Source passage
John Does 1-5, et al. v. Kaiser Foundation Health Plan, Inc., et al.
3:23-cv-02865
N.D. Cal.Nov 20, 2024Background
- The case involves Plaintiffs (John Does 1-5) alleging Kaiser Foundation Health Plan, Inc. shared user interaction data from its website and apps with third-party technologies, potentially violating privacy laws.
- Plaintiffs moved to compel broader discovery responses from Kaiser, specifically concerning the identification of all third-party technologies present on Kaiser’s log-in/authentication webpages.
- Kaiser claims its discovery production already covers relevant technologies and that expanding further is overly burdensome and not legally required.
- Plaintiffs also challenged Kaiser’s extensive designations of materials as "Attorney Eyes Only," claiming it hampers their ability to prosecute the case effectively.
- Additional discovery management issues included how parties should address disputes over electronically stored information (ESI) sources and the proper format of joint submissions.
- The Court’s order resolves multiple discovery disputes and sets guidance for ongoing discovery management.

Data section
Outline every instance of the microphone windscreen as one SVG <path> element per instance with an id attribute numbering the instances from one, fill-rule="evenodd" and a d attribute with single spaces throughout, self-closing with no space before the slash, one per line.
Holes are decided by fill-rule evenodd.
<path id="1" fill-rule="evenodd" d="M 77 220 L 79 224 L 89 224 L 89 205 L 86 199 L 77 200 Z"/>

What this task involves
In the case summary, what label did Kaiser extensively apply to materials, drawing a challenge from the Plaintiffs?

Solution
"Attorney Eyes Only"